> **Text excerpt**
_ _ _ _ _ _ _
Robert Englund, A Nightmare on Elm Street‘s Freddy Kreuger, costars as one of the tenants. Saturday Night Live  alum Tim Kazurinsky also appears as a homeless man the brothers recruit as part of their quest to conquer the Mole Man. Justin DiGiacomo, a Southern Illinois University classmate of LaFlamboy and Bradecich, plays the titular monster, his head encased in latex for 12-14 hours at a time during a sweltering July summer and fitted with white contact lenses that made him blind.

“He was literally a mole man,” says Bradecich, who adds that DiGiacomo got so far into the character that he developed a back story that explained how the Mole Man came to live underground and how the Mole People’s distinctive look evolved.

Next up for Bradecich and LaFlamboy is Haunted House: The Movie, a story based on LaFlamboy’s work as designer, director, producer, actor, and co-owner of Statesville Haunted Prison and City of The Dead, a Chicago haunted house. (“He’s the haunted house mogul of the Midwest,” says his partner.) For now, though, they are busy traveling with The Mole Man of Belmont Avenue on the festival circuit. Upcoming appearances includes stops at the Atlanta Horror Film Festival and the Chicago Horror Film Festival.
_ _ _ _ _ _ _
> **Set tasks**
[A] In the Mole Man article, how long at a time was Justin DiGiacomo's head encased in latex?
[B] Repeat the passage of the Mole Man article starting with "Robert Englund, A" and going on through "distinctive look evolved.".
[C] List every role that the Mole Man article says LaFlamboy has at Statesville Haunted Prison and City of The Dead.

> **Collected material**
_ _ _ _ _ _ _
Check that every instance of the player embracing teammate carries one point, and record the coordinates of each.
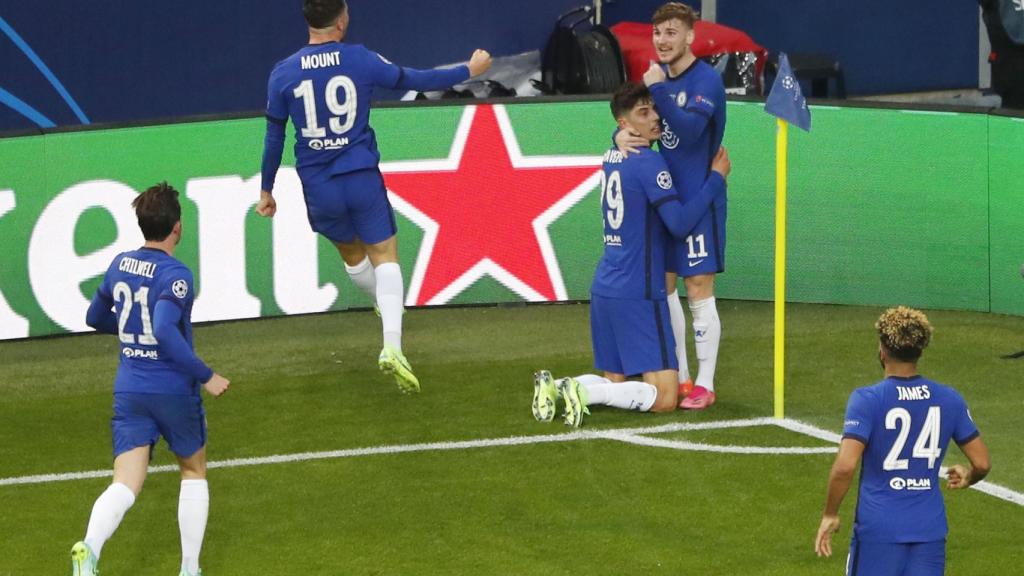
_ _ _ _ _ _ _
> **Solutions in order**
[A] 12-14 hours

[B]
Robert Englund, A Nightmare on Elm Street‘s Freddy Kreuger, costars as one of the tenants. Saturday Night Live  alum Tim Kazurinsky also appears as a homeless man the brothers recruit as part of their quest to conquer the Mole Man. Justin DiGiacomo, a Southern Illinois University classmate of LaFlamboy and Bradecich, plays the titular monster, his head encased in latex for 12-14 hours at a time during a sweltering July summer and fitted with white contact lenses that made him blind.

“He was literally a mole man,” says Bradecich, who adds that DiGiacomo got so far into the character that he developed a back story that explained how the Mole Man came to live underground and how the Mole People’s distinctive look evolved.

[C] designer, director, producer, actor, co-owner